▶ _Page extract_
══════
Activities for children of all ages to look at, talk about and make their own discoveries about art.
As you explore this resource please keep in mind that there are no wrong answers, or that there is only one way to do the activities - they are all about looking, chatting, making, and exploring art, wherever you are and whatever you have around you.
You know your child best
Some activities may suit you better than others so pick and choose!
We’ve aimed the language at age 7+, but activities can be suitable for any age, just adapt to suit your child.
How long your child engages with the activity will vary. Depending on their age, the way they’re feeling that day, the immediate appeal of any activity... some will work better than others. Don't worry if they're not feeling it - try again another time, or move on to something else. You might be surprised by what they're interested in.
We hope these suggestions will allow your child to develop their creativity by encouraging their curiosity, open mindedness, problem-solving and imagination.
You don’t need to know anything about art to have fun with it. Encourage your child to share their ideas, observations and opinions. There’s never a wrong answer about art. And it's ok not to know all the answers. Nobody does. Where would the fun be in that?
If something worked, do it again!
Let your child lead
You don’t need to have all the ideas. In fact, if you really want your child to be creative, encouraging them to come up with their own ideas is a brilliant way to help your child be creative and explore their imagination.
Try to enjoy, together
Take a deep breath, you’re doing a brilliant job. Let us know if we can support you - we can't wait to see you in the gallery, as soon as we can.
River Avon Mud Fingerprints Spiral
These activities revolve around the natural world. They’re inspired by the artist Richard Long, who often uses nature as the subject AND as the material when he makes art. His fascinating creations take on many different forms, including photographs, maps, pieces of writing, sculptures, walks, and mud-patterns such as the one pictured here.
The activities below include mud painting, spiral finding, map drawing, and bangle making. They bring with them the health benefits that come from both engaging with nature and being creative!
Activity one: glorious mud!
To create this week’s inspirational artwork, Richard Long collected mud from the River Avon in England and made a spiral using his own fingerprints.
For our first activity we want you to make your own artwork using mud!
Please do check with your grown-up before you start mixing your mud, as it might get messy! To keep things a bit tidier, you could do your mud-painting outside, on a big tray, in a sink, or even in an empty shower- just make sure there are no pesky stones in your mud!
Once you’ve made your mud, it’s time to start making patterns with it. What can you find from nature, or around your house, to make different marks, lines, textures? If you’re stuck, here are some ideas for excellent mark-making tools:
- A fork or a potato masher for dots and lines
- A spatula for spreading
- An old toothbrush for splattering
- Different sponges for dabbing
- Lego bricks and pen lids for dots and circles
- Cut lines into cardboard for textures and lines
- Feathers and sticks for light lines
After you’ve mixed your mud with a bit of water, and found your tools, it’s time to make your mud-painting. You could make spiral shapes like Richard Long, you could create a unique self-portrait of your face out of your finger-prints, you could draw/paint something you can see…anything!
══════
▶ _Listing_
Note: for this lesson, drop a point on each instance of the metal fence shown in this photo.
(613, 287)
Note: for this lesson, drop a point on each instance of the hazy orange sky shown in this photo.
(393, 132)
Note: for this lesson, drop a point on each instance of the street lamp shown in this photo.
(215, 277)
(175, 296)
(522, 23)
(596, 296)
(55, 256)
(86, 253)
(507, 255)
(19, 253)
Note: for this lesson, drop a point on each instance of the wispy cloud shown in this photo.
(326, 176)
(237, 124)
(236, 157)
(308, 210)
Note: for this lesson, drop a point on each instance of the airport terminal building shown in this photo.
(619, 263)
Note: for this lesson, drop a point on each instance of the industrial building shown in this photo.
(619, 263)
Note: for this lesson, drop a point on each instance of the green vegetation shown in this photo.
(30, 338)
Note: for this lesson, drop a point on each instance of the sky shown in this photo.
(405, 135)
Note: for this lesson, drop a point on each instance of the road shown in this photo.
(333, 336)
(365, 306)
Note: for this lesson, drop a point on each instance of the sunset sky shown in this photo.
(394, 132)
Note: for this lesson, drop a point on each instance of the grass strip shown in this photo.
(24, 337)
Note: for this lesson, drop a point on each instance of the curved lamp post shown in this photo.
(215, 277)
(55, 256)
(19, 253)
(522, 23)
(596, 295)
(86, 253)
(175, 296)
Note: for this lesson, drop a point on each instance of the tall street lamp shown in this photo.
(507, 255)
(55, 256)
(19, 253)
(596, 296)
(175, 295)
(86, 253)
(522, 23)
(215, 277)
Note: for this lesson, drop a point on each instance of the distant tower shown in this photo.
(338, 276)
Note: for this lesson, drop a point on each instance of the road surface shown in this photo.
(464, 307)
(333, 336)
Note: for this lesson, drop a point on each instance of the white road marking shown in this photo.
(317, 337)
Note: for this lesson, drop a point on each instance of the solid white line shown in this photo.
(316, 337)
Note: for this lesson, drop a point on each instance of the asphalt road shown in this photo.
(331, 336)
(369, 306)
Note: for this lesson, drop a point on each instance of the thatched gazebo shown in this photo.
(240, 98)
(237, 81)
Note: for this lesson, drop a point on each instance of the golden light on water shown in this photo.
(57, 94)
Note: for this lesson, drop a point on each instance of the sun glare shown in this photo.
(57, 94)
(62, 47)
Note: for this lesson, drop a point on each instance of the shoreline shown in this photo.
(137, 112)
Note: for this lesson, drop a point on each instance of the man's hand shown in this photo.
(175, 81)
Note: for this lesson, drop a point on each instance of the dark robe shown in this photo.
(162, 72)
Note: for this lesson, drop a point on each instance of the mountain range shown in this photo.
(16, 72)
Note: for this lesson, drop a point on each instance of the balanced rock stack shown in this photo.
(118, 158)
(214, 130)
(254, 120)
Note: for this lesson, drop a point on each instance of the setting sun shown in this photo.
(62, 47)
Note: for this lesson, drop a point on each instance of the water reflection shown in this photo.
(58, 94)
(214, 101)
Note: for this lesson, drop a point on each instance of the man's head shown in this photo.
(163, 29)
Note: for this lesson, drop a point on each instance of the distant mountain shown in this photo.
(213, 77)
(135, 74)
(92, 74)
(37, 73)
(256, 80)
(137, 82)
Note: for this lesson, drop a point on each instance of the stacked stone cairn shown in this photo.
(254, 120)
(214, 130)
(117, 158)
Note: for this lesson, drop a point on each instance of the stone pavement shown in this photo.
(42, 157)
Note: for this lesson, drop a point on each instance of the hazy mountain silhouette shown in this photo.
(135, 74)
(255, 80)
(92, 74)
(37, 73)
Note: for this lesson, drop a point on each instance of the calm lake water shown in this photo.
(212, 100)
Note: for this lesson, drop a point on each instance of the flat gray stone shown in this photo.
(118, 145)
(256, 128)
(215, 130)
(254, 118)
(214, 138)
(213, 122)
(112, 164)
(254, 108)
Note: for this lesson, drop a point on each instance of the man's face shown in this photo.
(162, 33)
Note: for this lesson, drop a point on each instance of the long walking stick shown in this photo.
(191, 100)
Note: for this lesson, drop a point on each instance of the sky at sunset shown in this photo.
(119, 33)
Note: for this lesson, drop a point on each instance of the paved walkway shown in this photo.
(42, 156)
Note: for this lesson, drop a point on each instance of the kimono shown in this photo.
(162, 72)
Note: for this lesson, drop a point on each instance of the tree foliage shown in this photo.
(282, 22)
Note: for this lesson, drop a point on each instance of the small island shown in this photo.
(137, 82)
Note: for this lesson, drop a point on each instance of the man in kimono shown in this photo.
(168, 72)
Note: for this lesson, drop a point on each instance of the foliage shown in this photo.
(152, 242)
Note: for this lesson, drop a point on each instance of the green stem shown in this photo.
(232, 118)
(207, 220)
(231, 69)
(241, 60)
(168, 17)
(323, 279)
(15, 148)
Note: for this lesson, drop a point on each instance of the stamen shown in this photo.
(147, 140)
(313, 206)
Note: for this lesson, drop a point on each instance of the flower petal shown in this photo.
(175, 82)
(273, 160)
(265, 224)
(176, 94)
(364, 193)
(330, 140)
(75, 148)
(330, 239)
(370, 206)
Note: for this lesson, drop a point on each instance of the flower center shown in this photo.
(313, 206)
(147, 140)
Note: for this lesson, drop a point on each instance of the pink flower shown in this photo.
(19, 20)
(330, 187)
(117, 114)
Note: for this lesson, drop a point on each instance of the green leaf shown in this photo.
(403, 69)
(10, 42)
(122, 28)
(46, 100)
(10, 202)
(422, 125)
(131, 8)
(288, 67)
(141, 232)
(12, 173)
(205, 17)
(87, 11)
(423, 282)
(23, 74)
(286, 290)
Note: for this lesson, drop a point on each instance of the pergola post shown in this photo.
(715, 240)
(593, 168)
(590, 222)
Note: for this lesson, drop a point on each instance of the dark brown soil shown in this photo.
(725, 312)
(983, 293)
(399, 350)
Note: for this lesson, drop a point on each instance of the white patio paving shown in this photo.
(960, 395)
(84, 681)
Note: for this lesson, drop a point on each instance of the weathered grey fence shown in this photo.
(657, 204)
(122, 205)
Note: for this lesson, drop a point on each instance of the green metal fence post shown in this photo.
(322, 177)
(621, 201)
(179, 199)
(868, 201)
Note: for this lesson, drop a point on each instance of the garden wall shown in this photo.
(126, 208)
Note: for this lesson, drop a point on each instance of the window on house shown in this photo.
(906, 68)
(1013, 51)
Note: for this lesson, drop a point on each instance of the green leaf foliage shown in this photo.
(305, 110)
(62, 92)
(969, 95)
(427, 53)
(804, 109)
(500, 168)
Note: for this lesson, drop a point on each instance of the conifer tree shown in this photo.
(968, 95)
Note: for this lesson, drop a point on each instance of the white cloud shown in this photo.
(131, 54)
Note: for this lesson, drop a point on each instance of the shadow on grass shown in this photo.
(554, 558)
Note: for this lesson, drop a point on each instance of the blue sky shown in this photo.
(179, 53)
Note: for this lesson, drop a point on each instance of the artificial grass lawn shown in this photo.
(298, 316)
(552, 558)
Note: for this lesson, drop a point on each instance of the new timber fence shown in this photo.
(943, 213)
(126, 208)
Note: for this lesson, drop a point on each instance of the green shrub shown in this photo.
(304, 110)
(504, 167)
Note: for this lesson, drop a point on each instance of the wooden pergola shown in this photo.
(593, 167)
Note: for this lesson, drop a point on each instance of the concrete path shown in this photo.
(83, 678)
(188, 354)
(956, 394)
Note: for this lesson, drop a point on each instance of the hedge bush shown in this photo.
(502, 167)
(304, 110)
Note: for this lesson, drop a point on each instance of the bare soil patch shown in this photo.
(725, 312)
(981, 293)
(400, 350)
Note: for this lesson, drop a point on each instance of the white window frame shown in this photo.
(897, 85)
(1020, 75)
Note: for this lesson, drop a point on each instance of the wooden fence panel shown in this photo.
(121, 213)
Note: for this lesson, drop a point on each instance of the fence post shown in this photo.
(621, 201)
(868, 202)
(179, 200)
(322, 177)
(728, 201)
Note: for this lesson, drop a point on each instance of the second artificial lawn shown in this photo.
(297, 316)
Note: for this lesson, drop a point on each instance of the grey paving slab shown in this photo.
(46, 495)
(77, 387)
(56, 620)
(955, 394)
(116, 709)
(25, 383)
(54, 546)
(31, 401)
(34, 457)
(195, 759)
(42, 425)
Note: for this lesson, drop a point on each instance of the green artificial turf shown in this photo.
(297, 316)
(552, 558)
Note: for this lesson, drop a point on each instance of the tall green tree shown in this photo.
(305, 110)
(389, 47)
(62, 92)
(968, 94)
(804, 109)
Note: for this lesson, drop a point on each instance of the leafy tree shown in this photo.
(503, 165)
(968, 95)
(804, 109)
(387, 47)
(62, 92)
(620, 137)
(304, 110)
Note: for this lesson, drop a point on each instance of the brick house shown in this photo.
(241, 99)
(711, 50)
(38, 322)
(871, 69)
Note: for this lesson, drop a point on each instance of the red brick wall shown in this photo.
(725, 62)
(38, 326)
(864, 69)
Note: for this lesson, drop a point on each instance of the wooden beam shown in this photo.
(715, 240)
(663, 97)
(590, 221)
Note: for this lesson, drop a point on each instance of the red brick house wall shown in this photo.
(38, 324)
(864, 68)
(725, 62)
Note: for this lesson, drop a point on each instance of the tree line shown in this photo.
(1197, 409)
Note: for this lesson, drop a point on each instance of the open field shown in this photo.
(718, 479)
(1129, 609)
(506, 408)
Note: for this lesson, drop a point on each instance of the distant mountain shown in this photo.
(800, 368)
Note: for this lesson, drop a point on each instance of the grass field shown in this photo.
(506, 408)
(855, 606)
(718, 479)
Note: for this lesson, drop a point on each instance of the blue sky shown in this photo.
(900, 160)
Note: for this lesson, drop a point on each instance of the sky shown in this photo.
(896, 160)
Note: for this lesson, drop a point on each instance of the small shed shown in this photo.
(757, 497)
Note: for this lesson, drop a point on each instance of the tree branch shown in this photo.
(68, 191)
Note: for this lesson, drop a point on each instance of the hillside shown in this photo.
══════
▶ _Exercise tasks_
1. In the art activities guide, where did Richard Long collect the mud for his spiral artwork?
2. Write out everything in the art activities guide from "If something worked, do" down to "explore their imagination.", substituting "wonderful" for "brilliant".
The items above are separate from the art activities guide.

▶ _Responses to the exercise_
1. From the River Avon in England.

2.
If something worked, do it again!
Let your child lead
You don’t need to have all the ideas. In fact, if you really want your child to be creative, encouraging them to come up with their own ideas is a wonderful way to help your child be creative and explore their imagination.